▸ **Your task**:
Output every line of the records below as a numbered list, omitting any blank lines.

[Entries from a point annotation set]
#####

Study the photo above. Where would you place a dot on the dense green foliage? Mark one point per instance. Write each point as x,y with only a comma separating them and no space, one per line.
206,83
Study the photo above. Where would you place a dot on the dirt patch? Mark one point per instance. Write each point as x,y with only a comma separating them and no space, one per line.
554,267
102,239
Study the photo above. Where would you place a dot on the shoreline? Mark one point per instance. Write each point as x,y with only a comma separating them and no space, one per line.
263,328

#####

▸ **Right answer**:
1. Study the photo above. Where would you place a dot on the dense green foliage? Mark one point per instance. Write each point as x,y with only a comma separating them and no space, one per line.
2. 206,83
3. Study the photo above. Where would you place a dot on the dirt patch? Mark one point per instance. Write each point as x,y with only a comma separating them and no space, one per line.
4. 554,267
5. 102,239
6. Study the photo above. Where would you place a dot on the shoreline? Mark one point per instance. Write each point as x,y with only a comma separating them and no space, one per line.
7. 263,328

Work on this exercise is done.